Work to complete -
Please transcribe the records, starting at the beginning and ending with the line that contains "column 84, row 248", both included. Leave the pictures out of your copy.

··· Information supplied

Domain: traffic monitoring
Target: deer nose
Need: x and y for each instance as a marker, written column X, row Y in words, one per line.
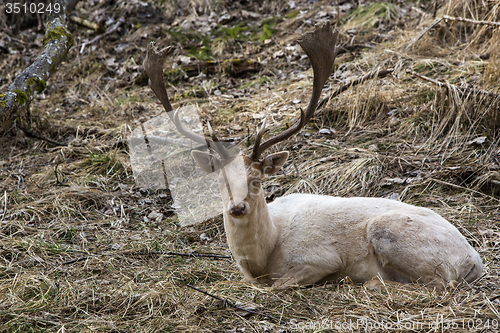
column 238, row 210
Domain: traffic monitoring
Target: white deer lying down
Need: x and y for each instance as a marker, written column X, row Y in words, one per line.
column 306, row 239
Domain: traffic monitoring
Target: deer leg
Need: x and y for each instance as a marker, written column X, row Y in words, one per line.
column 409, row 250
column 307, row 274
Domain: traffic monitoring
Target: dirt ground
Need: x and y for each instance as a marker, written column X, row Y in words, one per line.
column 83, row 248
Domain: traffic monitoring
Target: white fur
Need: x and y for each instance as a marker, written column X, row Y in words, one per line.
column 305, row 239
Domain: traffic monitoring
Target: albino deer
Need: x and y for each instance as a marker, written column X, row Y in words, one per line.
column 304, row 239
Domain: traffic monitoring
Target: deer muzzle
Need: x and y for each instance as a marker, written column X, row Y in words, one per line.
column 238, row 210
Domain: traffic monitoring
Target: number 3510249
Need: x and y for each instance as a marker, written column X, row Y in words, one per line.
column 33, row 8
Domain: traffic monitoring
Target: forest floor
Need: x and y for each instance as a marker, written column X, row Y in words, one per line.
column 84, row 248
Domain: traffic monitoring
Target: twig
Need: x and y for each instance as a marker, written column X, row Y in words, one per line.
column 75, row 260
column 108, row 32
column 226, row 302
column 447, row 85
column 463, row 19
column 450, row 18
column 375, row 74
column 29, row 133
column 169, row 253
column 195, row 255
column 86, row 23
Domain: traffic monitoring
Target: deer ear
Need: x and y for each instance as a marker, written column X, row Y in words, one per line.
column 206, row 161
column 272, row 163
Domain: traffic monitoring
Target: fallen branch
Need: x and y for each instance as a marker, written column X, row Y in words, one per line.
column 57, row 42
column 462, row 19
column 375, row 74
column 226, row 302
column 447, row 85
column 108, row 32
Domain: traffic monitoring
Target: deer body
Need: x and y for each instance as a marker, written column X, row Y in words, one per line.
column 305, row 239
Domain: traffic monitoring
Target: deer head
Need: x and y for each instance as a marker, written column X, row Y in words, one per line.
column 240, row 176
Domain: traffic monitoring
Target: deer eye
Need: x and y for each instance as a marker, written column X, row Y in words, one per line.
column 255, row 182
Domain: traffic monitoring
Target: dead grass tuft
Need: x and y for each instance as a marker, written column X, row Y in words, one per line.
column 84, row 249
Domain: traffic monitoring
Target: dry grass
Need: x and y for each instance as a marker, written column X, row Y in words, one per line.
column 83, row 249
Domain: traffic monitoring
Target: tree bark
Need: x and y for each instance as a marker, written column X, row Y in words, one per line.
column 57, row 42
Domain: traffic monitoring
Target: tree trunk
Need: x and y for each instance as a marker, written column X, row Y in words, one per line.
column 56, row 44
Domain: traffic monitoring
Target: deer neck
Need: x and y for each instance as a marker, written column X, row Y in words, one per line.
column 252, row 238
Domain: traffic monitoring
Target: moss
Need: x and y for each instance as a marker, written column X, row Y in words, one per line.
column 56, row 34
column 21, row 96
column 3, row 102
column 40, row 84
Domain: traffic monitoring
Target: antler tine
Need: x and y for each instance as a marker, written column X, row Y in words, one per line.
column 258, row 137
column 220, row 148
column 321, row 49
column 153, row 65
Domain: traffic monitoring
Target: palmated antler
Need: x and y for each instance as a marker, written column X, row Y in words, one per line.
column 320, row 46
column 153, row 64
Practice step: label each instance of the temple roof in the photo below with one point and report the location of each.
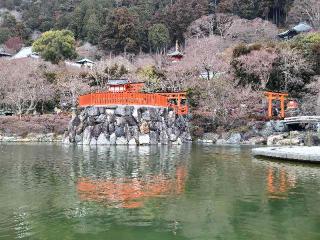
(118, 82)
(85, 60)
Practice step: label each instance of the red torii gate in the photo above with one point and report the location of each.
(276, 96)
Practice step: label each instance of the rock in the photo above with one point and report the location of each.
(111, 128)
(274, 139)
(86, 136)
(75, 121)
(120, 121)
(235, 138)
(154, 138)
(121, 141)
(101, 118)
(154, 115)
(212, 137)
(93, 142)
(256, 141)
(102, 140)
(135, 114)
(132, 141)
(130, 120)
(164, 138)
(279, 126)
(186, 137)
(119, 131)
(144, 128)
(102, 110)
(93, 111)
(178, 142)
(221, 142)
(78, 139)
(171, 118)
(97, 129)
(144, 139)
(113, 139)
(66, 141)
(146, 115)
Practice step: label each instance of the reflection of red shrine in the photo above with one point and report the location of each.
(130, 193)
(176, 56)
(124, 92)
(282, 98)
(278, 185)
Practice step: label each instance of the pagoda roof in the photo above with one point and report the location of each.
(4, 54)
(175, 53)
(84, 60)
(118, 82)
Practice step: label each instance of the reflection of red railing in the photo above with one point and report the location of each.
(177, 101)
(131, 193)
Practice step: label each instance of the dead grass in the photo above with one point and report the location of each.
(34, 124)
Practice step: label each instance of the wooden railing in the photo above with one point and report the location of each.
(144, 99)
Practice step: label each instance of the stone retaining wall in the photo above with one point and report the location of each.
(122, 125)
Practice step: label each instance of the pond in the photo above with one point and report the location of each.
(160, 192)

······

Completed task -
Domain: traffic monitoring
Target: deer nose
Need: x and y for each instance as a marker, written column X, row Y in words, one per line.
column 238, row 210
Domain: traffic monitoring
Target: white deer lying down
Need: x and y for each instance as a marker, written column X, row Y in words, one per line.
column 306, row 239
Domain: traffic monitoring
Target: deer leg
Need: x and y for each instance as a marker, written column X, row Y in words, one per line.
column 409, row 250
column 307, row 274
Domain: traffic monitoring
Target: dirt ground
Need: x and y for each instance as a marker, written column X, row Y in words, one per line.
column 83, row 248
Domain: traffic monitoring
Target: white fur
Need: x and y for each instance as a marker, written column X, row Y in words, one per line.
column 305, row 239
Domain: traffic monitoring
Target: albino deer
Need: x and y for each instance as a marker, written column X, row Y in words, one per line.
column 304, row 239
Domain: traffic monitoring
Target: deer muzzle
Need: x and y for each instance as a marker, written column X, row Y in words, one per line.
column 238, row 210
Domain: traffic monitoring
Target: number 3510249
Need: x and y for each instance as a marker, written column X, row Y in words, one per line.
column 33, row 8
Domain: traffic monitoring
Target: forest floor
Need: x and y for each instance as a marker, written column X, row Y in words, one per line.
column 84, row 248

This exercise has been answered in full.